Durante el viaje rondaba en la atmósfera una preocupación coincidente y recurrente entre nosotros sobre el estado de salud de nuestro amigo Juan Pablo. Pensé que era un buen momento para llamarle, pues en otras circunstancias hubiera hecho el viaje con nosotros y estaba seguro de que le alegraría saber que íbamos a Guadalcanal y que nos acordábamos mucho de él. La sensación que tuve al despedirnos y, pasar el teléfono a otros amigos, fue la de un hombre que se enfrentaba a la enfermedad con la normalidad, la fortaleza y la confianza tan habituales en su comportamiento. No percibí ningún rastro de abatimiento, ni de miedo al acercarse a la gran hora; quizás sólo un cierto cansancio del exhaustivo tratamiento médico que recibía.

Conocí a Juan Pablo hace veinte años, y siempre fue un hombre pulcro, digno, de entusiasmo contenido pero evidente, conversador y conciliador, prudente y mesurado en el juicio, que amaba la vida y la honraba como regalo divino. Juan Pablo con su aire bonachón, tranquilo y un tanto eclesiástico, siempre tenía algo entre las manos. Reunía condiciones de hombre de pensamiento, enraizado en la fortaleza de sus convicciones y en su sentido patriotismo, y de acción, como demuestran sus continuas iniciativas empresariales en torno a proyectos periodísticos; siempre con la firme idea de influir en la sociedad y de difundir los valores que fueron el motor de su actividad humana.

Recuerdo que era habitual oírle hablar con altura y firmeza sobre los temas que le importaban: la unidad de España, Navarra, la educación, la justicia, la economía, y lo hacía siempre con cordialidad, cercanía y profundidad pero con el deseo ferviente de conocer la opinión de los demás para corregir, ampliar o ratificar su juicio. Era un hombre sensible, abierto y flexible, que en las reuniones en las que coincidíamos nunca pontificaba ni limitaba el debate, sino que galvanizaba adecuadamente la discusión y, sin que los interlocutores lo percibieran, obtenía un juicio útil y ponderado sobre las diversas cuestiones que podían interesar.

Juan Pablo de Villanueva era una persona con la que siempre se estaba cómodo, porque aun siendo muy claro en sus opiniones, no tenía un sentido imperativo de las mismas. Le recuerdo muchas veces, en cualquier restaurante, acompasando su opinión con la utilización de los cubiertos a modo de improvisada batería, que para sí quisieran los últimos grupos pop. Había una felicidad innata en él.

Nueva Revista fue el origen y el motivo de nuestra creciente amistad. Coincidimos habitualmente, desde 1990, en las cenas-coloquio que se celebraban en el restaurante La Dorada, después de las reuniones del Consejo Editorial. Pero nuestra relación se intensificó a raíz de la adquisición, en 1996, del Grupo Negocios propietario a la sazón de La Gaceta de los Negocios. Colaboré activamente con él en la obtención del capital necesario para afrontar ese reto empresarial y posteriormente me encargó que me hiciera cargo del Consejo Editorial, como coordinador del mismo.

═══

> **TAREA A**
Según el fragmento sobre Juan Pablo, ¿en qué año se adquirió el Grupo Negocios?
> **TAREA B**
Prosigue, por favor, el fragmento sobre Juan Pablo a partir de su última frase.
No hace falta consultar el material.

═══

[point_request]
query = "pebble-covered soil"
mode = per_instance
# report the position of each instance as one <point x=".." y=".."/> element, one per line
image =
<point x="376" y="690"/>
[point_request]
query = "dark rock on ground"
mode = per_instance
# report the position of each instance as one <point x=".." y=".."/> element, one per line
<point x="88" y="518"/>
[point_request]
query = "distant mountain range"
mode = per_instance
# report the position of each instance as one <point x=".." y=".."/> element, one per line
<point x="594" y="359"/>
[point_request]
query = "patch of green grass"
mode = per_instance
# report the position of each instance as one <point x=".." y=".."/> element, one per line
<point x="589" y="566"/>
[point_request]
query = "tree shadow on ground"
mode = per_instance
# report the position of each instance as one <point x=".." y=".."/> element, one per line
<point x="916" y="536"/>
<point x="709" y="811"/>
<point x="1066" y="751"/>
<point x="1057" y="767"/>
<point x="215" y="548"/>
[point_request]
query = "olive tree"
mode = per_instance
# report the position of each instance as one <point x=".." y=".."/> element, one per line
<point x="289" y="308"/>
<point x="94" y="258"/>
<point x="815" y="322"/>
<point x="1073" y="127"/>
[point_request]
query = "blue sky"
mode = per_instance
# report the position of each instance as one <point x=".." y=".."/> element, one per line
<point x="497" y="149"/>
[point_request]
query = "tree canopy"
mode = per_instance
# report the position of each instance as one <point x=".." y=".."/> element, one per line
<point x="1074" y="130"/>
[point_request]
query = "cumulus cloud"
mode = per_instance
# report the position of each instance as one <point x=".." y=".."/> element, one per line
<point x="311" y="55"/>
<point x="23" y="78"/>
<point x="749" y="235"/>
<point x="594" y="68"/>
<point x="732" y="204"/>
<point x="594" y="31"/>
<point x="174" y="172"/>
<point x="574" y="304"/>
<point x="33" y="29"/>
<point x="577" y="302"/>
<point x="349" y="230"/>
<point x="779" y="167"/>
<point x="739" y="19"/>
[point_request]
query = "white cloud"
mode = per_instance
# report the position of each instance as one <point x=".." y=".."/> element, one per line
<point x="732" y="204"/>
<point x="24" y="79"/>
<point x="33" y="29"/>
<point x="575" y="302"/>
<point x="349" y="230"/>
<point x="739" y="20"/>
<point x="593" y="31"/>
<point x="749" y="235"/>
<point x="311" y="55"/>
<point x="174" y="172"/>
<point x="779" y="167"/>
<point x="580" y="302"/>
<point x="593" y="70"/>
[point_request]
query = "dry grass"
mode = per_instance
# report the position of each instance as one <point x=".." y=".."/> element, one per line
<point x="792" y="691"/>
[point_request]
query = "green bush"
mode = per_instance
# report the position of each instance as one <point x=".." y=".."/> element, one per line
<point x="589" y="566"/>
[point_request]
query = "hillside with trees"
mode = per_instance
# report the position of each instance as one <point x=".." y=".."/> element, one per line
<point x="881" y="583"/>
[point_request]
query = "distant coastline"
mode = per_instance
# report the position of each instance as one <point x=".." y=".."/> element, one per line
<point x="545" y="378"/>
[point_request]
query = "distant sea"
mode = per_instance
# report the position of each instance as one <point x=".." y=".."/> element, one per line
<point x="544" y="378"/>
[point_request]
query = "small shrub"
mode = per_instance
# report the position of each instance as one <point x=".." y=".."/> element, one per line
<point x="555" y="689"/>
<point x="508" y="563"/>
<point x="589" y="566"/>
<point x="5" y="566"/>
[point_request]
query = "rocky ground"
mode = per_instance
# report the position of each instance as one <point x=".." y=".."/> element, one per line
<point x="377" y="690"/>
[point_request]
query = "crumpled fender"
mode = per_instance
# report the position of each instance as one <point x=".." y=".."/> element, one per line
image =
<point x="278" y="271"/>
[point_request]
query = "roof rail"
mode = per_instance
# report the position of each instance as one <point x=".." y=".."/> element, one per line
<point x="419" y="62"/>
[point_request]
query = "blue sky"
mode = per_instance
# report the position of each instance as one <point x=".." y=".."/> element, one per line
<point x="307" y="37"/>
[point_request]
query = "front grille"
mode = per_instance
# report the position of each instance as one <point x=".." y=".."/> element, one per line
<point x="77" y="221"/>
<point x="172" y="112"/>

═══

> **RESULTADO DEL EJERCICIO A**
En 1996.

> **RESULTADO DEL EJERCICIO B**
Durante cerca de diez años, aparte de las cotidianas llamadas telefónicas, nos reuníamos todos los meses con Juan Pablo en el restaurante Arturo de la calle Sagasta un grupo de personas, entre las que se encontraban Sucre Alcalá, Salvador Bernal, Álvaro Delgado-Gal, Fernando Méndez, Rafael Puyol, Antxón Sarasqueta, y también en su época de director Fernando Rayón. Entre todos pasábamos revista a las materias de actualidad y sobre todo a los temas de fondo que afectaban al futuro de España.

Para Juan Pablo, como dijo Ortega, «la vida era un quehacer». Tenía unas dotes excepcionales como periodista y ese fue su destino. Se entregó en cuerpo y alma a su profesión, inspirando múltiples iniciativas empresariales en el campo periodístico, como la mejor vía para trabajar por un fin superior: el construir una España mejor sustentada en los principios a los que siempre fue fiel. Se puede decir que Juan Pablo de Villanueva fue el creador e impulsor de la prensa económica en España. No sé si fue el primero, pero sí el que le dio la dimensión actual. Así, contribuyó a través de la información económica a la modernización económica de nuestro país.

No todo fueron éxitos, tuvo también Juan Pablo decepciones y fracasos. Pero desde su fortaleza moral, el sentido trascendente de la vida en la que firme y fielmente creía, un fair play irreductible y una fe incansable en los proyectos que emprendía, y cuya característica más notoria era su proverbial terquedad, le ayudaron a que su buen corazón y su nobleza de espíritu nunca se enturbiaran.

Siguió siempre adelante, tenía la misma ilusión de siempre por los nuevos proyectos. Nunca perdió la iniciativa, ni abdicó en el combate. Nos deja un recuerdo imborrable, e inevitablemente le echaremos de menos.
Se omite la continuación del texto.